• TEXT TO READ:
Have You Explored the Power of Silence?

Have You Explored the Power of Silence?

Like many in the Jewish faith, worldwide, we began our annual High Holiday sprint this past weekend. It started with Rosh Hashanah… the New Year (actually, by tradition, the anniversary of the creation of the world), and culminates with Yom Kippur, the Day of Atonement. ?

It is a period of deep self-reflection and personal stock-taking. As is my custom, I always look forward to sharing, with my dear readers, some of the lessons I learn that I feel are universal and applicable regardless of what you believe (or don't believe).?

Whatever your religious beliefs or views, the Bible remains an interesting and inspirational source for life lessons. (KNEE JERK ALERT…this is not a religious post.) I am not proselytizing or sharing New Age spirituality, so please keep that in mind when commenting…

Back to being inspired...?

The New and Old Testaments revolve around people and their behavior within the contexts of various situations and challenges. Many of these biblical tales offer lessons in leadership, and I was recently reminded about one that demonstrates a particularly powerful lesson for us all.

• TASK DETAILS: In the post about the power of silence, repeat word for word the passage that begins with "The New and" and ends with "for us all.".

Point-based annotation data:
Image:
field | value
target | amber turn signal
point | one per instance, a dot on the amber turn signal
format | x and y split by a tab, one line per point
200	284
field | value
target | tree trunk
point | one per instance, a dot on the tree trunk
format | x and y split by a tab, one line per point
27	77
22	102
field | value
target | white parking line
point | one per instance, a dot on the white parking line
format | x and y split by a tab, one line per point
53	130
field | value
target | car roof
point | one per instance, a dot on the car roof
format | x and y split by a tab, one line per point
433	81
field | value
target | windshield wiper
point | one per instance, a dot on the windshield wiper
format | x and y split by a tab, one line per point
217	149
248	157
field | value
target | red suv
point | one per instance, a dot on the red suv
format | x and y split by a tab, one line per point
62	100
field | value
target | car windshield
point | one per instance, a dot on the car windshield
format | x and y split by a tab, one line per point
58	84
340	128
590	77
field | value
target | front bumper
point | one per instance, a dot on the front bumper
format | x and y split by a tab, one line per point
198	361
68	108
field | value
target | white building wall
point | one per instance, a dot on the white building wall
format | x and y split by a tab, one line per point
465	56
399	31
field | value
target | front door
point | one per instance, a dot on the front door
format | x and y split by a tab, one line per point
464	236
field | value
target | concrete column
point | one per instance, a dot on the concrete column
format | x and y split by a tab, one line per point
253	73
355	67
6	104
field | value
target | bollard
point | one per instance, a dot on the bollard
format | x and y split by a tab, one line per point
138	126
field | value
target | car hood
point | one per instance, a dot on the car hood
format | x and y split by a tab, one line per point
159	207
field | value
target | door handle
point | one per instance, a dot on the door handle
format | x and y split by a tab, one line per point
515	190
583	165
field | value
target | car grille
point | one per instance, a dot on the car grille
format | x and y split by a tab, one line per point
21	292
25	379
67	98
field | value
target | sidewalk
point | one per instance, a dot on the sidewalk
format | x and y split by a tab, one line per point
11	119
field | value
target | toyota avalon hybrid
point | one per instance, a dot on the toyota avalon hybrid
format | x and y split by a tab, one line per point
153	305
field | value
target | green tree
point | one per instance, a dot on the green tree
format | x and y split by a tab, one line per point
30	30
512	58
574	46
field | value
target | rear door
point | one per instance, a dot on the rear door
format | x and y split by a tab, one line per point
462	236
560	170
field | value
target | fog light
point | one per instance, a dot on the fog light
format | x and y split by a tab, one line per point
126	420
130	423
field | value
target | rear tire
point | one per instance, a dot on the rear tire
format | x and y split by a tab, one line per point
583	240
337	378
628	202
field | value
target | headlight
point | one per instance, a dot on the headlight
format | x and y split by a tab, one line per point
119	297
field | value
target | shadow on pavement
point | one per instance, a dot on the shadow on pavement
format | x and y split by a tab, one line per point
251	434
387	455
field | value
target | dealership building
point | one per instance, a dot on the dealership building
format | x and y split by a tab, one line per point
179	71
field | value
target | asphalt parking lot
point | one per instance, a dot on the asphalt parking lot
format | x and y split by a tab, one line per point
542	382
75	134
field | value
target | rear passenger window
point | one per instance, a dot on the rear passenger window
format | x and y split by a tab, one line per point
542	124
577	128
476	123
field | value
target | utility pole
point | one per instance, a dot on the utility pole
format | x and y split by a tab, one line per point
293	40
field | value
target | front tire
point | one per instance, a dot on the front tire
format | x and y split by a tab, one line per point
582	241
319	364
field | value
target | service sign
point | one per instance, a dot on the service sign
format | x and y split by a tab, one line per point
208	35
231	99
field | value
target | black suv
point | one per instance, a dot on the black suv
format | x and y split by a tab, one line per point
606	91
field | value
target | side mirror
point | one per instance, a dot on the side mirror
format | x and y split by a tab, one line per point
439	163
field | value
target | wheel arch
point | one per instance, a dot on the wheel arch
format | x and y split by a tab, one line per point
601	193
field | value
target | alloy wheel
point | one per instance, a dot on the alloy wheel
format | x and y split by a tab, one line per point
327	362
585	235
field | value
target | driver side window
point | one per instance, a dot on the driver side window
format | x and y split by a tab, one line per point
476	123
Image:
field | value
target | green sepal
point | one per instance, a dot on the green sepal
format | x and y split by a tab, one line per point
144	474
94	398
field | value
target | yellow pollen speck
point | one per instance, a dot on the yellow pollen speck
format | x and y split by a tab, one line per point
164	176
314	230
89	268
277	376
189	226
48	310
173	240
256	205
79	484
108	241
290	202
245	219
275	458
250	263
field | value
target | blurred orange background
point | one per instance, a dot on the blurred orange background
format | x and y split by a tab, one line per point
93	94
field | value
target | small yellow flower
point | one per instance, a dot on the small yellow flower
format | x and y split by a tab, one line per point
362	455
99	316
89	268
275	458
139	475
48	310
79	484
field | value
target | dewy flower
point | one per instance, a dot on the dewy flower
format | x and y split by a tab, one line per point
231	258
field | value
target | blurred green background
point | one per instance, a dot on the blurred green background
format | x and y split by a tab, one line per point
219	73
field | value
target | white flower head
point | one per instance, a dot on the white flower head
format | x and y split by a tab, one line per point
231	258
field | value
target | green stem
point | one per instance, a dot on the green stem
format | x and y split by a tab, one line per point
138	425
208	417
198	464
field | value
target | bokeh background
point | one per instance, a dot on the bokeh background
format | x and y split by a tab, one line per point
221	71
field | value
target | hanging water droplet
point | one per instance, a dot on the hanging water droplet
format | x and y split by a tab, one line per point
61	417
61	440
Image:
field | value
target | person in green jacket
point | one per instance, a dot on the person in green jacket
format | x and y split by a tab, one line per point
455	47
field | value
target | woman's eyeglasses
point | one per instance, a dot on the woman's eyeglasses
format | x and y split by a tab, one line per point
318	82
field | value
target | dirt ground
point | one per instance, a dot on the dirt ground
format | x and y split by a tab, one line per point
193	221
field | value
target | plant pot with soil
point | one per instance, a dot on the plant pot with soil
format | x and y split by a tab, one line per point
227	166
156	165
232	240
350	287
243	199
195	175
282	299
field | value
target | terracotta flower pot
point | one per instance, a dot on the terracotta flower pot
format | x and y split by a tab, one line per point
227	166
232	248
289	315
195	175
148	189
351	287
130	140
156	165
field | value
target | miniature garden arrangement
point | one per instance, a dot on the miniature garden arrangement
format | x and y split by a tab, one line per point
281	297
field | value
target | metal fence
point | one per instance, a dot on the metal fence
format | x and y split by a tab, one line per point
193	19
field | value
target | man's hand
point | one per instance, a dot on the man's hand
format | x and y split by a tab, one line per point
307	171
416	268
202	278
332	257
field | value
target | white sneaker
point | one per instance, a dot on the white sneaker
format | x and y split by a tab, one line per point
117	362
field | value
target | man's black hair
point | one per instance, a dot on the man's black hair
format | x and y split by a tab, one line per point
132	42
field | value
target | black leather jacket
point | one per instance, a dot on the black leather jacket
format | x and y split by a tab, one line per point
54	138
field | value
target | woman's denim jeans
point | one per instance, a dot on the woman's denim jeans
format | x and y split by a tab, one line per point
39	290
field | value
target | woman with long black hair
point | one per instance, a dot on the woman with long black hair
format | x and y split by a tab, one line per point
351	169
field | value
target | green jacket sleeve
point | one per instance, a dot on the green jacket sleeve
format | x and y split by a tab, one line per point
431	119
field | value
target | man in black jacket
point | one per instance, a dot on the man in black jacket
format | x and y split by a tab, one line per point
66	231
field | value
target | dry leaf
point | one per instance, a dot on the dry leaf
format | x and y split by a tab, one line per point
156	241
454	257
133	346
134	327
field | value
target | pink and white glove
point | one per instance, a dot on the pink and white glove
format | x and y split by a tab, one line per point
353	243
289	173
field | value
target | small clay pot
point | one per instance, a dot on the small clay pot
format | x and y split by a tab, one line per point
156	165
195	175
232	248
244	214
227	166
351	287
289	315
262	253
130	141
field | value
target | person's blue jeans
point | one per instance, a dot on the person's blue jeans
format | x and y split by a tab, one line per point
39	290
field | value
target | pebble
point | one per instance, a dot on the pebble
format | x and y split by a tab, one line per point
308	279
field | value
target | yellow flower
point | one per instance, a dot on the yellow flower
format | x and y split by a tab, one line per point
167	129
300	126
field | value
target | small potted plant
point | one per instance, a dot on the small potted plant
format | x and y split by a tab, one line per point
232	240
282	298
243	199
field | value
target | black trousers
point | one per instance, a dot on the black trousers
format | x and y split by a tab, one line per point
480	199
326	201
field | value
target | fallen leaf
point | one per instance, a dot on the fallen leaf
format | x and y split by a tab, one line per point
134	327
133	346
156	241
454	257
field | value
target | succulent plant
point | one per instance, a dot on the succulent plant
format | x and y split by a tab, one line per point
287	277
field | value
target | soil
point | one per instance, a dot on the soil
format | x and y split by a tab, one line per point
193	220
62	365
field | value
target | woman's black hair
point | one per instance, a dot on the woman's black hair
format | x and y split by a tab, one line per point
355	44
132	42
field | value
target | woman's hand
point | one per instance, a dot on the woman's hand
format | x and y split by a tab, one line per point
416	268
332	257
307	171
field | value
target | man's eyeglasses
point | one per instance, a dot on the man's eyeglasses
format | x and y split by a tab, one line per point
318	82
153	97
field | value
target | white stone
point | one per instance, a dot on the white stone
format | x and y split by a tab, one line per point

• OUTPUT OF THE EXERCISE:
The New and Old Testaments revolve around people and their behavior within the contexts of various situations and challenges. Many of these biblical tales offer lessons in leadership, and I was recently reminded about one that demonstrates a particularly powerful lesson for us all.